Point annotation dataset records:
-- Start --

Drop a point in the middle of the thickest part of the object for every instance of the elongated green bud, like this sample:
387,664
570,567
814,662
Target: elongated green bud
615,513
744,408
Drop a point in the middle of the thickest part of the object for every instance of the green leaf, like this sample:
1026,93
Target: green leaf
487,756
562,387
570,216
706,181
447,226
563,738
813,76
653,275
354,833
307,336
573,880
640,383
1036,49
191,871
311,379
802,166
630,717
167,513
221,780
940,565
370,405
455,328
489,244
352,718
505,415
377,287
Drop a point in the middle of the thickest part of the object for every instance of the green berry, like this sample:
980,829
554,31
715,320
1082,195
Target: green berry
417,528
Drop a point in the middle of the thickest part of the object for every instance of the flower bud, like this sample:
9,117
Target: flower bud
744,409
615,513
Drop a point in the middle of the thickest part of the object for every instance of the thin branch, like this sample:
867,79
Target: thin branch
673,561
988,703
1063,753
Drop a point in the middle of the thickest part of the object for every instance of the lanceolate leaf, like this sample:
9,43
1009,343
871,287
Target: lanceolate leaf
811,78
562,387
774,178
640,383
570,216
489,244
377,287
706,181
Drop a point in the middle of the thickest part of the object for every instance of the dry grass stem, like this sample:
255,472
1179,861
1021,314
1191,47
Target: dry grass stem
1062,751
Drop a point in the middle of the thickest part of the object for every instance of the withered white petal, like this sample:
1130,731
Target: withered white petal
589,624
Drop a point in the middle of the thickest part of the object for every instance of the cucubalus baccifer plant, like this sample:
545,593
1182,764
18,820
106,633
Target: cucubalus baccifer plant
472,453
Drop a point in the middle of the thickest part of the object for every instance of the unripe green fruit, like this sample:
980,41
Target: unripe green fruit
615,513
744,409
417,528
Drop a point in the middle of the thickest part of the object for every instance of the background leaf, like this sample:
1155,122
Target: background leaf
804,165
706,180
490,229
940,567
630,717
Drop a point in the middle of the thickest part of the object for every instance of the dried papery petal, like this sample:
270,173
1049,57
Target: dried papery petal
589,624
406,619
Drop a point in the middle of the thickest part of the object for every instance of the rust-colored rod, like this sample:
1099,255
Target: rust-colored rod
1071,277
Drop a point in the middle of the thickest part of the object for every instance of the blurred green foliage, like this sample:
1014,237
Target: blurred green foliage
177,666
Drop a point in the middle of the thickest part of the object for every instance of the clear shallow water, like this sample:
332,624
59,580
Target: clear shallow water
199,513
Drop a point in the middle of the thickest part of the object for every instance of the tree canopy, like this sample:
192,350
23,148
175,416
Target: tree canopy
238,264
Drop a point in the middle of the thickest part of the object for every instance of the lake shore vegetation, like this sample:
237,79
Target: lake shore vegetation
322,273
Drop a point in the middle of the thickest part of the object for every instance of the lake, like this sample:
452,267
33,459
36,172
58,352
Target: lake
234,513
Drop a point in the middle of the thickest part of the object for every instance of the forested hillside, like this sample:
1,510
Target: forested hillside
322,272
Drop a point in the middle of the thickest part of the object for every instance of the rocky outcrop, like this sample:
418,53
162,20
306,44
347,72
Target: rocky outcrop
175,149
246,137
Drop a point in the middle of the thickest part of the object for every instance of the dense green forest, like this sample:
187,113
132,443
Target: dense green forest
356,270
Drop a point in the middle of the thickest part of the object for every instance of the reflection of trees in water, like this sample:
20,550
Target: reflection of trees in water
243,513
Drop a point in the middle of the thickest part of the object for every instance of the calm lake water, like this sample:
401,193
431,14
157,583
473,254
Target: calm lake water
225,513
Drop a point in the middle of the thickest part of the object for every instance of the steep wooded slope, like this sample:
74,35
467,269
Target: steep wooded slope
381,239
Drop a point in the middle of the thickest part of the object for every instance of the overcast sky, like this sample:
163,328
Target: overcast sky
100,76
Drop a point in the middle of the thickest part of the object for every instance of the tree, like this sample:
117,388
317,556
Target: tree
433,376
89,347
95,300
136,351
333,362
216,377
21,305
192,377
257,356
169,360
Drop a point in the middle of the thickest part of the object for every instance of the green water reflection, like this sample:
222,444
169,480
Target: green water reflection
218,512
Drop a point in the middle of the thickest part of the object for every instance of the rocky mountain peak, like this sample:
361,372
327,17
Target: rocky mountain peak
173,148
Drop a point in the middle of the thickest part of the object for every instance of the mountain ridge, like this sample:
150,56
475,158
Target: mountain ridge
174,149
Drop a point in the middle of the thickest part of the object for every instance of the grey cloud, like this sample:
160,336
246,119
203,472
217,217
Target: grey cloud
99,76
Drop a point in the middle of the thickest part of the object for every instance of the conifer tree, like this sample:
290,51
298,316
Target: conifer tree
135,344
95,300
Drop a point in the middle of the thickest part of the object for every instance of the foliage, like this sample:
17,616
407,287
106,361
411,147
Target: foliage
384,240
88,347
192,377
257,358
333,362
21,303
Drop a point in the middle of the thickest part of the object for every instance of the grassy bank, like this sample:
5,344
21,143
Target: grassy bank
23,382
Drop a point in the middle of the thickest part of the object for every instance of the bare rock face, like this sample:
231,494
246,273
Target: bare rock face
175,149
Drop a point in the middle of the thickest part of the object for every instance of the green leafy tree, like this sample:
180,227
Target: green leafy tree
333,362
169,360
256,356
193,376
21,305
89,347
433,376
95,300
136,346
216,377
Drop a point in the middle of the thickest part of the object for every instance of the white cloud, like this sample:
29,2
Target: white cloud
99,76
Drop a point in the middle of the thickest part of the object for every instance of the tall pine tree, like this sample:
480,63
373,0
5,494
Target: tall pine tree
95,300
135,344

-- End --

§ **Set task**
Change "tall pine tree" to "tall fir tree" in everything from the line containing "of the white" down to the end of the records. Give back only those lines, with everything else left as it is.

§ **Result for this task**
Drop a point in the middle of the thickest part of the object for every instance of the white cloud, like this sample:
29,2
Target: white cloud
99,76
Drop a point in the middle of the thickest part of the object for every instance of the tall fir tree, like this sample:
480,63
373,0
5,494
Target: tall fir tree
95,300
135,344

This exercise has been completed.